> [Source text]:
'''

The 34th annual Sale of Champions was dedicated to the late Governor James Rhodes and Ed Johnson.

Five records were broken at this year’s sale. The Kroger Company laid claim to three of these records, including the purchase of the grand champion steer for $75,000, breaking the 2000 record of $71,000.

Laura Kline of North Canton will receive $20,000 from her grand champion steer, which is the cap established in 1995. Funds over cap amounts – $139,500 at this year’s sale – will be distributed among other young exhibitors through the fair’s youth reserve program.

The reserve champion steer, raised by Angela Barhorst of Anna, sold for $21,000 to Steve R. Rauch Excavating and Demolition. Barhorst will receive $8,000.

Other new records. Other records include the grand champion meat chickens, raised by Patrick Nolan of Wakeman. His pen was purchased by the Kroger Company for $18,000, breaking the 1996 record of $17,500. Nolan will receive $5,000. The reserve champion meat chickens, raised by Kara McCarthy of Sycamore, were purchased by Meijer, Inc. for $10,000, topping the 2000 mark of $8,750. The cap for the reserve pen is $3,000.

'''

> [Supplied data]:
'''

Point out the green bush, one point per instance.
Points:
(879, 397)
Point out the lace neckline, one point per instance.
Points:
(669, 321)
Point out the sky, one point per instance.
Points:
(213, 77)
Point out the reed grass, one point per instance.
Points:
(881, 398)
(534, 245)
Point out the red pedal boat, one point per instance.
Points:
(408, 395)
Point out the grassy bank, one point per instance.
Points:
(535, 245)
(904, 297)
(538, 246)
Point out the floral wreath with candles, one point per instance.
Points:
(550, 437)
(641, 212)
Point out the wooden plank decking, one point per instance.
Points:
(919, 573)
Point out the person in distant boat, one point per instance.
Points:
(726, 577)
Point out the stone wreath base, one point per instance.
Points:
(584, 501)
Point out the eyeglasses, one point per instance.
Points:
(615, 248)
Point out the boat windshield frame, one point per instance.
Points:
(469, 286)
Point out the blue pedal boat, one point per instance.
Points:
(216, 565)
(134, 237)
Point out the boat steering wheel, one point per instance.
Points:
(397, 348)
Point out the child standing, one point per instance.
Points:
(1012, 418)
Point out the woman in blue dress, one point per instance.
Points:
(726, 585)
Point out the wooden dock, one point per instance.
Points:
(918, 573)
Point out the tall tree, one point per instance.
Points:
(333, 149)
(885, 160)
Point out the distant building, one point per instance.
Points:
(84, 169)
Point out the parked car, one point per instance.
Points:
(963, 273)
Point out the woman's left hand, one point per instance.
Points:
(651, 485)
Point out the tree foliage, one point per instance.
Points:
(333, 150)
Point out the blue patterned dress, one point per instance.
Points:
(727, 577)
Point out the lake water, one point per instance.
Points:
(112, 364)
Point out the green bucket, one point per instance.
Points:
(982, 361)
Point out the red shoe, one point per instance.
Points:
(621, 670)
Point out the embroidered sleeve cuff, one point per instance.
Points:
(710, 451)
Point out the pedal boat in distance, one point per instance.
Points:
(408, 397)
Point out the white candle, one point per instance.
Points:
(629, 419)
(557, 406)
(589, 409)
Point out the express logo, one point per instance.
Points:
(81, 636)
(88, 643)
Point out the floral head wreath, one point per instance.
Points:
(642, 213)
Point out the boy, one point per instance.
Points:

'''

> [Jobs]:
• 1. In the sale-of-champions text, list every person named as having raised a champion animal, along with the town given for each.
• 2. From the listing, extract the lines starting with the line that contains "Point out the stone" and going on through the line that contains "(1012, 418)", and reproduce them exactly.

> [Task-by-task results]:
• 1.
Laura Kline of North Canton
Angela Barhorst of Anna
Patrick Nolan of Wakeman
Kara McCarthy of Sycamore

• 2.
Point out the stone wreath base, one point per instance.
Points:
(584, 501)
Point out the eyeglasses, one point per instance.
Points:
(615, 248)
Point out the boat windshield frame, one point per instance.
Points:
(469, 286)
Point out the blue pedal boat, one point per instance.
Points:
(216, 565)
(134, 237)
Point out the boat steering wheel, one point per instance.
Points:
(397, 348)
Point out the child standing, one point per instance.
Points:
(1012, 418)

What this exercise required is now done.